*** Opening Material for this task ***
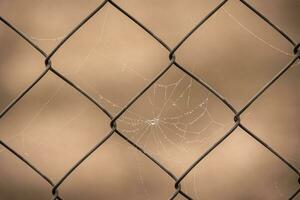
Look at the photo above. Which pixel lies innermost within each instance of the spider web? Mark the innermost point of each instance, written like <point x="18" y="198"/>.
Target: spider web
<point x="174" y="120"/>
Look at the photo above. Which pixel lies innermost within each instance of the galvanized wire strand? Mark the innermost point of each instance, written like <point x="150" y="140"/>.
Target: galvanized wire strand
<point x="265" y="87"/>
<point x="74" y="30"/>
<point x="113" y="122"/>
<point x="269" y="148"/>
<point x="54" y="191"/>
<point x="269" y="22"/>
<point x="28" y="164"/>
<point x="295" y="194"/>
<point x="197" y="26"/>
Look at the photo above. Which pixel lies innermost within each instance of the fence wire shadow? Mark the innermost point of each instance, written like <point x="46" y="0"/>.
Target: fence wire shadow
<point x="49" y="67"/>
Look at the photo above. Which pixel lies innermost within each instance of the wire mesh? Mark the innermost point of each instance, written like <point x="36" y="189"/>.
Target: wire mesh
<point x="49" y="68"/>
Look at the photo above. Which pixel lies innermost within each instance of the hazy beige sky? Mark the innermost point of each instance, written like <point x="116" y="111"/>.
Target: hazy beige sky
<point x="175" y="121"/>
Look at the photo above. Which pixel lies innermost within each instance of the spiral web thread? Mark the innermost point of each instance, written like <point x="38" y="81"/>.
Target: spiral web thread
<point x="172" y="63"/>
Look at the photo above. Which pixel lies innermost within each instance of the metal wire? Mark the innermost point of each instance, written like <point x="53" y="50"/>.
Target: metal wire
<point x="172" y="63"/>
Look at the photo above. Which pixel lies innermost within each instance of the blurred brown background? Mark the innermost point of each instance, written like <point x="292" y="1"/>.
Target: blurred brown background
<point x="177" y="119"/>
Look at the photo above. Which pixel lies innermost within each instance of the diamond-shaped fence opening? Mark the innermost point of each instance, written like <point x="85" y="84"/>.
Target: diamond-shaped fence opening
<point x="122" y="114"/>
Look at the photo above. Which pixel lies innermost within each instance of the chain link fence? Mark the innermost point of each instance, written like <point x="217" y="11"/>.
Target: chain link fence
<point x="49" y="68"/>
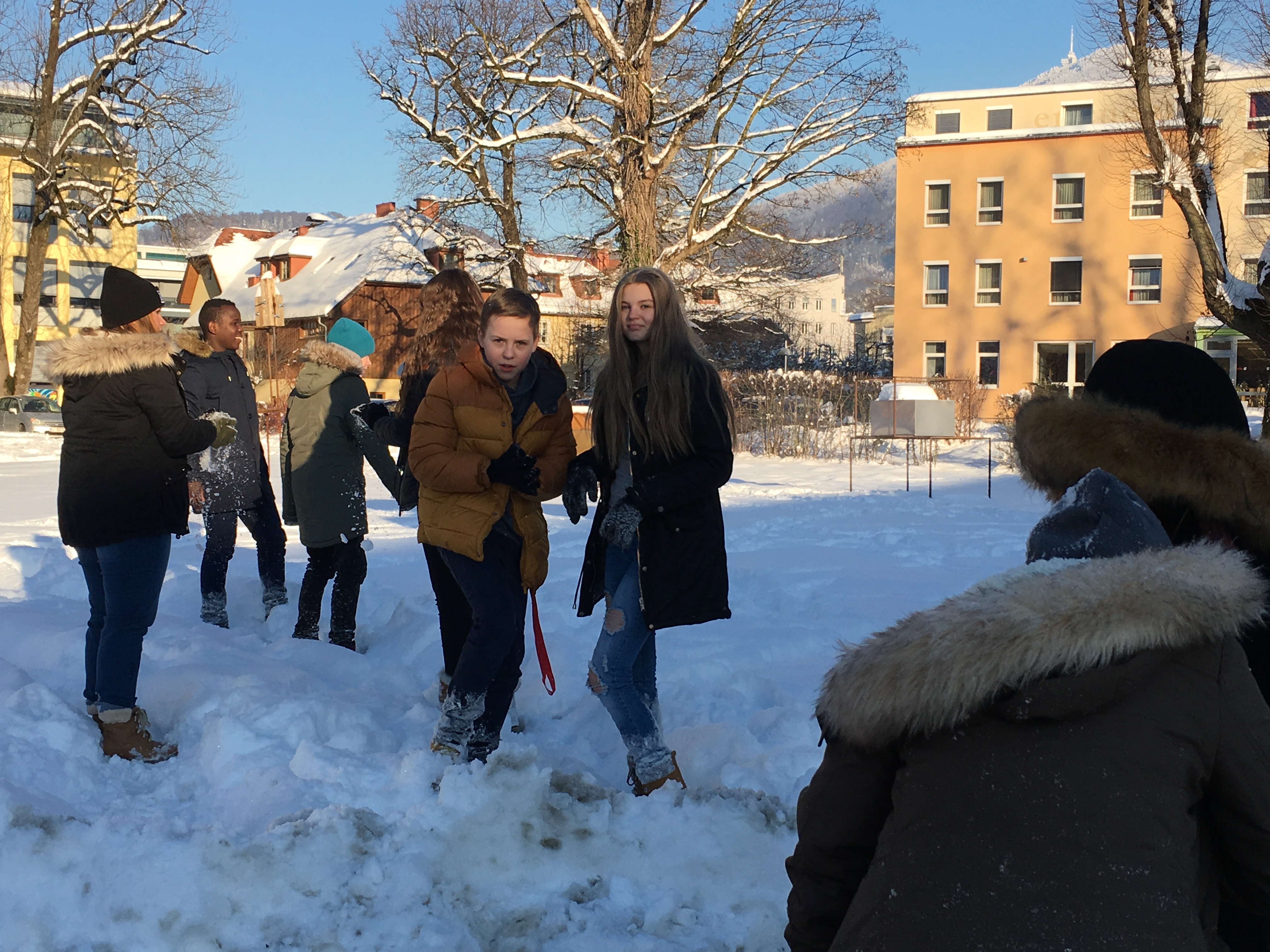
*** Closing Material for this task ***
What the task requires ::
Repeat every record above exactly, but leave out any pictures.

Completed exercise ::
Look at the photo above. Which pixel lies innermost within each instance of the spider web? Mark the innermost point of each instance, written like <point x="18" y="198"/>.
Target: spider web
<point x="174" y="120"/>
Look at the photo above. Which pixel lies innermost within each instance of the galvanized wire strand? Mark the innermost point of each instance, written like <point x="150" y="140"/>.
Target: galvanized wire strand
<point x="265" y="87"/>
<point x="74" y="30"/>
<point x="113" y="122"/>
<point x="269" y="148"/>
<point x="54" y="191"/>
<point x="269" y="22"/>
<point x="28" y="164"/>
<point x="295" y="194"/>
<point x="197" y="26"/>
Look at the photo above. Which pixel lies innermost within each instance of the fence wire shadow? Mark the innermost point of each instance, written like <point x="46" y="0"/>.
Target: fence wire shadow
<point x="49" y="67"/>
Look at the photo above. Which pixel lies innermost within each instance of the wire mesh? Mark the innermost point of each instance, written like <point x="36" y="189"/>.
Target: wire mesh
<point x="49" y="68"/>
Look at the photo above. Which pixel lies innermost within each instance of the hazy beige sky? Mark the innermost point of each instance, written like <point x="116" y="111"/>.
Target: hazy beige sky
<point x="175" y="121"/>
Look at the photo above. Which pixel lies innermost within each instance of the spiral web thread? Mark the innermost point of each instance, written like <point x="38" y="81"/>.
Target: spiral web thread
<point x="172" y="63"/>
Look at the photo above. Which pixel lies innermost within each instance of the metal wire? Mark the innermost point of each instance, written like <point x="53" y="50"/>.
Target: metal wire
<point x="172" y="63"/>
Look at the photo above. Which pixel lies innermost within each instance of the blurred brown background? Mark the innermost point of each instance, written like <point x="292" y="1"/>.
Target: blurred brown background
<point x="177" y="119"/>
Look at the photo above. Which pixel lies innermost within each instance of the diamond-shaped fence opening? Mark the innermost point of each instance, written like <point x="85" y="84"/>.
Target: diamond-shaped fence opening
<point x="122" y="114"/>
Look at the photo above. Which pixel lies innermost within each instance of the chain link fence? Mark the innermost point of each instance, written like <point x="217" y="11"/>.
Target: chain link fence
<point x="49" y="68"/>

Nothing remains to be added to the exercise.